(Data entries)
────────
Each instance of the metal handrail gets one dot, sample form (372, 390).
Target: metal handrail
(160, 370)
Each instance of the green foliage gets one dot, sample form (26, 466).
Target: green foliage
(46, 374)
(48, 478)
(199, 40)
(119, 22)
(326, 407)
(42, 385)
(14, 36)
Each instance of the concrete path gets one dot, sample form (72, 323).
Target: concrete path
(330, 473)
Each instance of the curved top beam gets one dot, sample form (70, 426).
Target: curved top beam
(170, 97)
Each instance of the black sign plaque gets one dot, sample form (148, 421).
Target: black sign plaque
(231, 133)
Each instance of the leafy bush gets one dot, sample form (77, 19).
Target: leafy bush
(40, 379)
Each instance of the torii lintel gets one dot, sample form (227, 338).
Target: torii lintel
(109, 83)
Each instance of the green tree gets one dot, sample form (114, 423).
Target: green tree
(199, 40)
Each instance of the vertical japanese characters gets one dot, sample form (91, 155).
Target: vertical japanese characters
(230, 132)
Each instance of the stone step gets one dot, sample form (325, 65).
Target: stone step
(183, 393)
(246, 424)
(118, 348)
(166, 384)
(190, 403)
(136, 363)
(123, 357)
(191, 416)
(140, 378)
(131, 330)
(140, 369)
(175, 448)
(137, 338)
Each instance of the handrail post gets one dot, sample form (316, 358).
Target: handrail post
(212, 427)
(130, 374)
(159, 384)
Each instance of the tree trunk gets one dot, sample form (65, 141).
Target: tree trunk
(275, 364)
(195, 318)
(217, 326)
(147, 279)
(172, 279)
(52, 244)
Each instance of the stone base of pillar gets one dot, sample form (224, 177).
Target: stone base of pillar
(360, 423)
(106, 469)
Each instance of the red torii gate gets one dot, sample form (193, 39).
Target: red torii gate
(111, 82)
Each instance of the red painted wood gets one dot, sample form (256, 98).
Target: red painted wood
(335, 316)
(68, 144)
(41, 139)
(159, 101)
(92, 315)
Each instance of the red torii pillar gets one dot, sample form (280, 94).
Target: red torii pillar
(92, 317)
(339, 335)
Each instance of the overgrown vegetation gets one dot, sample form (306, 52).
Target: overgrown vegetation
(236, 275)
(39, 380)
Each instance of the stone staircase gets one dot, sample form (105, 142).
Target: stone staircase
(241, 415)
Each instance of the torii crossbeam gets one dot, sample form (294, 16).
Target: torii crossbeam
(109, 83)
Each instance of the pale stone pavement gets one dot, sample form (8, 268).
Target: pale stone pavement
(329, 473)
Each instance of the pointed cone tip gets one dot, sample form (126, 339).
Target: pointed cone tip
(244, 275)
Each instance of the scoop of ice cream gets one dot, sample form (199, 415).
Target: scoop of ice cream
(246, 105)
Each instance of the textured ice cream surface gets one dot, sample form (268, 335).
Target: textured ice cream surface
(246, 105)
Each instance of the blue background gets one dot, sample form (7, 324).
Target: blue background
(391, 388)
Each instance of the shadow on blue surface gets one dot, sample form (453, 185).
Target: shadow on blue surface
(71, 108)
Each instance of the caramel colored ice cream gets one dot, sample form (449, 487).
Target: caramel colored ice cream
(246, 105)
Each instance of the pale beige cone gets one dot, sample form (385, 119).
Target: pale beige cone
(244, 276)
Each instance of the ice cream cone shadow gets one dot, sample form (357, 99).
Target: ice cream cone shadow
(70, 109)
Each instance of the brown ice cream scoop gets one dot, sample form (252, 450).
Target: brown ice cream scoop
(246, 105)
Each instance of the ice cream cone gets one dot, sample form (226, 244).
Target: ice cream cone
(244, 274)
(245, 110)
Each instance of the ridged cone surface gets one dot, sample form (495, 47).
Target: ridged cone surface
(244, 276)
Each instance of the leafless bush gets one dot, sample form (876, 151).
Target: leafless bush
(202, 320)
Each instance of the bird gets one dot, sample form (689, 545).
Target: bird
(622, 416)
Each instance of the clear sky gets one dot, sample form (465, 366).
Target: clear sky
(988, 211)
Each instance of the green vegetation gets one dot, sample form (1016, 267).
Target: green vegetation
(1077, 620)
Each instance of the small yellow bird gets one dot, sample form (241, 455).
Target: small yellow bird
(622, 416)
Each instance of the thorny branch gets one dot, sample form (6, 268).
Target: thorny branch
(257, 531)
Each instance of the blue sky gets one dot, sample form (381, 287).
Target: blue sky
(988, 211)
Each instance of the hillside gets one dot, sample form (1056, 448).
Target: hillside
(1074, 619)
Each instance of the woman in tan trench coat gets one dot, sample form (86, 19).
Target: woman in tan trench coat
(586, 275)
────────
- _WHAT TO PRODUCE_
Go back to the listing above and please repeat it exactly.

- _EXPECTED OUTPUT_
Each instance of the metal handrail gets one dot, sample form (372, 390).
Target: metal handrail
(160, 370)
Each instance of the green foliage gets one dot, sample form (26, 466).
Target: green foliage
(46, 374)
(48, 478)
(199, 40)
(119, 22)
(326, 407)
(42, 385)
(14, 36)
Each instance of the concrete path gets one dot, sample form (72, 323).
Target: concrete path
(330, 473)
Each instance of the curved top beam gets one dot, sample form (70, 426).
Target: curved top beam
(170, 97)
Each instance of the black sign plaque gets one dot, sample form (148, 421).
Target: black sign plaque
(231, 133)
Each instance of the leafy bush gets one dot, sample form (77, 19).
Target: leafy bush
(40, 379)
Each instance of the torii lintel gets one dot, sample form (227, 338).
Target: torii lintel
(109, 83)
Each instance of the green tree gets one dot, sample form (114, 423).
Target: green tree
(199, 40)
Each instance of the vertical japanese characters gets one dot, sample form (91, 155).
Target: vertical japanese characters
(230, 132)
Each instance of the stone step gets one dot, sample form (325, 65).
Target: stone step
(183, 393)
(246, 424)
(118, 348)
(166, 384)
(190, 403)
(136, 363)
(123, 357)
(191, 416)
(140, 378)
(131, 330)
(140, 369)
(175, 448)
(137, 338)
Each instance of the handrail post gets one dot, sample form (316, 358).
Target: handrail post
(212, 427)
(130, 374)
(159, 384)
Each instance of the tree trunk gets one dot, sample form (65, 141).
Target: tree trunk
(275, 364)
(195, 318)
(217, 326)
(147, 279)
(172, 279)
(52, 244)
Each instance of the stone base of pillar gets one dot, sample form (224, 177).
Target: stone base of pillar
(360, 423)
(106, 469)
Each instance of the red torii gate gets one dot, sample form (193, 39).
Target: red torii gate
(111, 82)
Each instance of the red painted wood gets one dot, sample form (256, 98).
Target: red painted wood
(335, 316)
(68, 144)
(41, 139)
(159, 101)
(92, 315)
Each instance of the red torii pillar gets one dot, sample form (280, 94).
Target: red torii pillar
(92, 317)
(339, 335)
Each instance of the overgrown vegetation gets one dot, sample form (306, 52).
Target: overgrown vegetation
(236, 275)
(39, 380)
Each instance of the stone staircase gets one dot, sample form (105, 142).
Target: stone staircase
(241, 415)
Each instance of the torii crossbeam gets one dot, sample form (294, 16).
Target: torii crossbeam
(109, 83)
Each instance of the pale stone pavement gets one dot, sample form (8, 268).
Target: pale stone pavement
(329, 473)
Each instance of the pointed cone tip gets one dot, sample form (126, 339).
Target: pointed cone tip
(244, 275)
Each instance of the scoop of ice cream gets one dot, sample form (199, 415).
Target: scoop of ice cream
(246, 105)
Each instance of the textured ice cream surface gets one dot, sample form (268, 335).
Target: textured ice cream surface
(246, 105)
Each instance of the blue background gets one dot, sample form (7, 324).
Target: blue background
(391, 388)
Each instance of the shadow on blue surface gets one dot, sample form (453, 185).
Target: shadow on blue surface
(71, 108)
Each instance of the caramel colored ice cream gets one dot, sample form (449, 487).
Target: caramel colored ice cream
(246, 105)
Each instance of the pale beige cone gets one dot, sample form (385, 119).
Target: pale beige cone
(244, 276)
Each instance of the ice cream cone shadow gets one dot, sample form (357, 99).
Target: ice cream cone shadow
(70, 109)
Each instance of the brown ice cream scoop gets one dot, sample form (252, 450).
Target: brown ice cream scoop
(246, 105)
Each instance of the ice cream cone gets one dot, sample form (226, 244).
Target: ice cream cone
(244, 274)
(245, 110)
Each instance of the ridged cone surface gets one dot, sample form (495, 47).
Target: ridged cone surface
(244, 276)
Each instance of the leafless bush gets one dot, sample form (876, 151).
Target: leafless bush
(202, 320)
Each instance of the bird gets one dot, sample form (689, 545).
Target: bird
(622, 416)
Each instance of the clear sky gets one dot, sample form (465, 366).
Target: clear sky
(988, 211)
Each instance of the green vegetation gets one dot, sample form (1016, 267).
Target: green vegetation
(1077, 620)
Each instance of the small yellow bird gets one dot, sample form (241, 455).
Target: small yellow bird
(622, 416)
Each instance of the thorny branch gets one dot, sample form (6, 268).
Target: thorny branch
(257, 531)
Each instance of the blue sky gets one dot, sample form (381, 287).
Target: blue sky
(988, 211)
Each instance of the hillside gets one dot, sample form (1056, 448).
Target: hillside
(1074, 619)
Each instance of the woman in tan trench coat gets one dot, sample form (86, 19).
Target: woman in tan trench coat
(586, 275)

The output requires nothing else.